[Saved entries]

=-=-=

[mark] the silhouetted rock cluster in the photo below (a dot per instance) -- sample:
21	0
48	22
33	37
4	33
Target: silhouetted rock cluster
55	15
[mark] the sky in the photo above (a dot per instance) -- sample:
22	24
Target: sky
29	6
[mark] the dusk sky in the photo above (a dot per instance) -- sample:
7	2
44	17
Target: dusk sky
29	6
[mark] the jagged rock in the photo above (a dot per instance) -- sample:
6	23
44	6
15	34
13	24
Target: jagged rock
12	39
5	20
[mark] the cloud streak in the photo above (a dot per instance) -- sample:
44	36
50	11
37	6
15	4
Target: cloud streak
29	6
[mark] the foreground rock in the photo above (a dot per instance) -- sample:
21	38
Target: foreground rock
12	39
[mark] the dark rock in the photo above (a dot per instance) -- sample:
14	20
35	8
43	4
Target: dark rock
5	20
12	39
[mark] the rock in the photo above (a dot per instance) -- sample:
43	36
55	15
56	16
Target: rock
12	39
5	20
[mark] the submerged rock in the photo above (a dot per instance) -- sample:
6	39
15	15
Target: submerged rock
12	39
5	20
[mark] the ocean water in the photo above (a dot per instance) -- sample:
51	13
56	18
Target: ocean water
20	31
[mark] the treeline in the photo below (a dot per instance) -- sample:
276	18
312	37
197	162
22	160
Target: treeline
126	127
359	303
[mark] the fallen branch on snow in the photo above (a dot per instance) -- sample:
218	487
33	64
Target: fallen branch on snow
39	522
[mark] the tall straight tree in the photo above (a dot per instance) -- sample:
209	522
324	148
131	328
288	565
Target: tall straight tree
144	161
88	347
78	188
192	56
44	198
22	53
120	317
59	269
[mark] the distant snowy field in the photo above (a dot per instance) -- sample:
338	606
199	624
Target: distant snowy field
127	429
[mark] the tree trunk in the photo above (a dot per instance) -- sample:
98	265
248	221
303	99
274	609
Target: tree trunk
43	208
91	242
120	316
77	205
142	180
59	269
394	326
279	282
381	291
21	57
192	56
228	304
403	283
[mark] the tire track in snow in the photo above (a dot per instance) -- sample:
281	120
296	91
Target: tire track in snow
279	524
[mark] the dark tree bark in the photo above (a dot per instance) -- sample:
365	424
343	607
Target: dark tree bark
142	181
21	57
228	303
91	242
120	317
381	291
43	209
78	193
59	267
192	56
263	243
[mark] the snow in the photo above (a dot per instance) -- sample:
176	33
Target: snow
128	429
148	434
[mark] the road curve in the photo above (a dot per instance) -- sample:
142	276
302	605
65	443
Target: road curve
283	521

=-=-=

* WORK INSTRUCTION *
The data above must be reproduced in full, exactly as given.

* RESULT OF THE EXERCISE *
[mark] the silhouetted rock cluster in the photo below (a dot per instance) -- sample:
21	0
48	22
33	37
4	33
Target: silhouetted rock cluster
55	15
[mark] the sky in the photo above (a dot per instance) -- sample:
22	24
Target: sky
29	6
[mark] the dusk sky in the photo above (a dot per instance) -- sample:
7	2
44	17
Target: dusk sky
29	6
[mark] the jagged rock in the photo above (a dot per instance) -- sample:
6	23
44	6
15	34
13	24
Target: jagged rock
12	39
5	20
[mark] the cloud streak in the photo above (a dot per instance) -- sample:
44	36
50	11
37	6
15	4
Target: cloud streak
29	6
[mark] the foreground rock in the photo above (a dot per instance) -- sample:
21	38
Target: foreground rock
12	39
[mark] the dark rock in the photo above (a dot per instance) -- sample:
14	20
35	8
43	4
Target: dark rock
5	20
12	39
[mark] the rock in the photo above (a dot per instance) -- sample:
43	36
55	15
56	16
Target: rock
12	39
5	20
[mark] the submerged rock in the photo above (a dot per instance) -- sample:
6	39
15	15
Target: submerged rock
12	39
5	20
[mark] the ocean water in the photo above (a dot per instance) -- sample:
51	13
56	18
Target: ocean water
20	31
[mark] the treeline in the photo below (a dot per instance) -- sample:
276	18
312	37
197	162
22	160
Target: treeline
126	127
359	303
[mark] the fallen branch on snow in the photo above (a dot per instance) -- sample:
218	487
33	64
Target: fallen branch on snow
39	522
[mark] the tall straight tree in the photo above (a dot per instance) -- sample:
209	522
324	148
131	328
288	565
Target: tall straight tree
144	161
88	347
78	188
192	56
44	198
22	53
120	317
59	269
[mark] the distant snowy field in the photo above (a dot per instance) -- sample:
338	606
199	624
Target: distant snowy field
127	429
[mark] the tree trunk in the photo above (a dot per instance) -- sample:
98	265
248	221
303	99
274	609
Target: tree trunk
43	208
91	242
120	316
77	205
142	180
59	269
394	326
279	282
381	291
21	57
192	56
228	304
403	283
[mark] the tire track in snow in the photo above (a dot per instance) -- sample:
281	120
296	91
Target: tire track in snow
279	524
[mark] the dark tree bark in the photo above (a dot per instance) -- sample:
365	424
343	607
Target: dark tree bark
142	181
21	57
228	303
91	242
120	317
381	291
43	209
78	193
59	267
192	56
263	243
[mark] the snow in the photo above (a dot per instance) -- sample:
176	33
Target: snow
128	429
148	434
[mark] the road curve in the photo above (a dot per instance) -- sample:
142	276
302	605
65	443
Target: road curve
283	521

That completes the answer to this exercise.